• **ABOUT THIS EXERCISE**: Only the closing stretch of the material is wanted: the line containing "Acceptance check — pointer output." and every line after it, transcribed exactly.

Start of Block

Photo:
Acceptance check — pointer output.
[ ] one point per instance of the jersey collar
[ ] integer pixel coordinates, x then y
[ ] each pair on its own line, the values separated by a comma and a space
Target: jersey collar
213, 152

End of Block

• **OUTPUT OF THE EXERCISE**:
Acceptance check — pointer output.
[ ] one point per instance of the jersey collar
[ ] integer pixel coordinates, x then y
[ ] each pair on its own line, the values separated by a comma and a space
Target: jersey collar
213, 152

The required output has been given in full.